Every line of the material must be given again verbatim. Skip the images.

- [DATASET EXCERPTS]:
============================================================

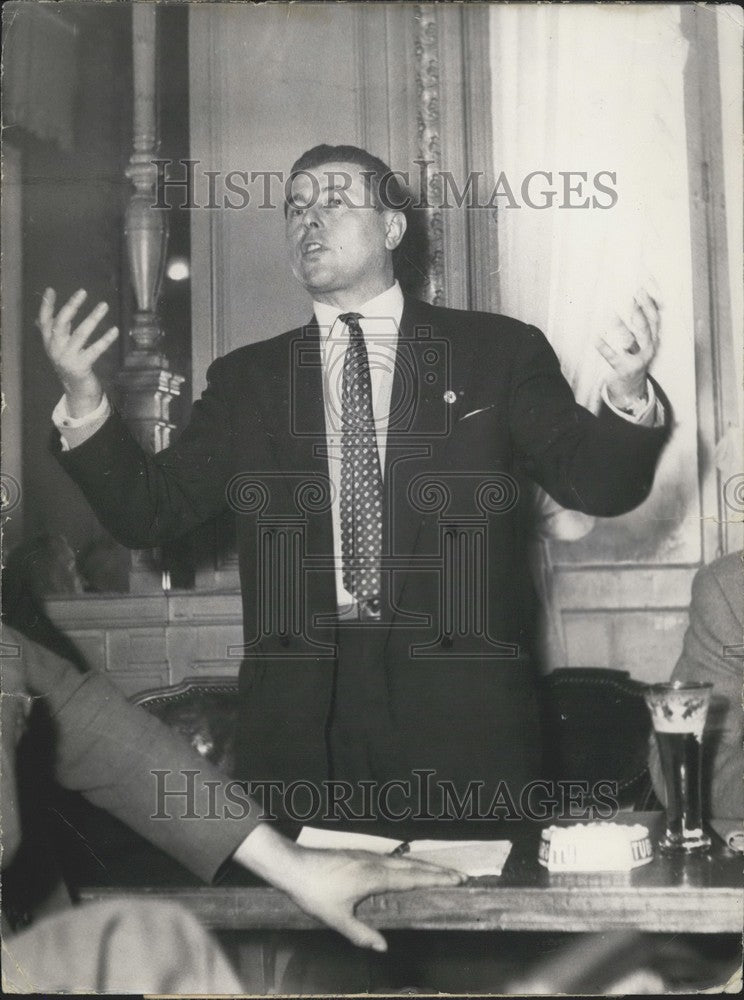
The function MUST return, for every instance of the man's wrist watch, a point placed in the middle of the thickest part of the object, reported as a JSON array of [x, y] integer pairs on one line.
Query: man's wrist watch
[[632, 405]]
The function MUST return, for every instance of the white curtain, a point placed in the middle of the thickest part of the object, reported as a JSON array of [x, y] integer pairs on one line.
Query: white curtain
[[592, 89]]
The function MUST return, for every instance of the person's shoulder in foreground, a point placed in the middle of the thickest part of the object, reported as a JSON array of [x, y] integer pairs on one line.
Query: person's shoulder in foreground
[[713, 652]]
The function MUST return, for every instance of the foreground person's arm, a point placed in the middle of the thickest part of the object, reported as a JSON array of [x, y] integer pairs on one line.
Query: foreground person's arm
[[328, 884], [108, 749]]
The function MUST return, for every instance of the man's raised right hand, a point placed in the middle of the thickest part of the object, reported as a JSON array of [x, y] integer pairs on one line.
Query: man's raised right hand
[[66, 347]]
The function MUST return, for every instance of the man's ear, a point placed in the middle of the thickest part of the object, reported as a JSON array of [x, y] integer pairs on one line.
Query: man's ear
[[395, 228]]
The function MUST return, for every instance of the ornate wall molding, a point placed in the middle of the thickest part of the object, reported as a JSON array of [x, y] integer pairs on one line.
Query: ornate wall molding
[[428, 122]]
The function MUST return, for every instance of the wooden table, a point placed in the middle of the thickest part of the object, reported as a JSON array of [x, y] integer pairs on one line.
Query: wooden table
[[670, 895]]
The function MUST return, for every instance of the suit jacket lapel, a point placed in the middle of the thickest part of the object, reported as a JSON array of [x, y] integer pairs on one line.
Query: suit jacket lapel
[[294, 416], [427, 397]]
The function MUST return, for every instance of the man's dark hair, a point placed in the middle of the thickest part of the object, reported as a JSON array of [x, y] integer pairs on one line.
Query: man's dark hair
[[387, 191], [383, 184]]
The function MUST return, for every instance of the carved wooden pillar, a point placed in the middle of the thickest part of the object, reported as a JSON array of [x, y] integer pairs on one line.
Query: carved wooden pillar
[[146, 383]]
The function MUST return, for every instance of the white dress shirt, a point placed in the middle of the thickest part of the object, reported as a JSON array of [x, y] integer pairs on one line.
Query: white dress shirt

============================================================

- [REPLY]:
The function MUST return, for every instance of the man's wrist watch, a point placed in the middle of the thickest part of the object, reported as a JSON array of [x, y] integer pairs on one line.
Query: man's wrist watch
[[632, 405]]
The function MUST return, for every instance of the white curtain, a point placed in the middle of the thickest part of the object, reported as a JSON array of [x, y] integer pairs on one line.
Query: white curtain
[[592, 89]]
The function MUST return, for every instance of the person's shoulder in foreground, a point placed in the middle of the thickest part of the object, reported as a JSON array of [x, y] integer pairs on one line.
Query: person's shoulder in foreground
[[713, 652]]
The function MUST return, for every instance of the foreground person's arm, a point placed in the middle of the thickest part of the object, reported as a JSON array of [x, y] integer pairs on one line.
Query: foreground person's arm
[[328, 884], [108, 749]]
The function MUST return, for every instance of the man's raised right hand, a point placed in the middle of the thickest part of the object, reported as a JSON array of [x, y] integer pairs on one line.
Query: man's raised right hand
[[66, 347]]
The function MUST return, for every instance of the man's ear, a point placed in the middle of the thickest part of the object, reported as a JSON array of [x, y] integer pairs on one line.
Query: man's ear
[[395, 228]]
The function MUST return, for every instance of the ornate wall molding, a point placed in the middle of the thickest part of the object, reported as a JSON array of [x, y] integer pairs on one line.
Query: ornate wall molding
[[428, 122]]
The function MUST return, for every instance of the wooden table, a point placed in the middle of the thickest part of the object, reported as a JSON array of [x, y] integer pairs on one line.
Query: wooden table
[[670, 895]]
The function MUST return, for every instance of the suit jacket lapel, a point placed in the middle of the thickest part of the object, reported as a JSON array of [x, y] integer pairs on one line.
Query: suit jacket lapel
[[294, 416], [427, 397]]
The function MUST return, for every instance of the man's dark hair, a point placed in the middle of the thickest part of the object, reported as a JSON array of [x, y] integer pairs on one line.
Query: man's dark hair
[[387, 191], [383, 184]]
The function MUST return, for every instance of the carved wooden pillar, a point placed in the middle of the thickest part of the object, reported as a JSON array of [x, y] integer pairs on one line.
Query: carved wooden pillar
[[146, 383]]
The function MUST return, for every instance of the white dress shirt, a point placed in the middle of the thickest part of the object, reported as a JSON array of [x, y] integer pairs on one line.
Query: white dress shirt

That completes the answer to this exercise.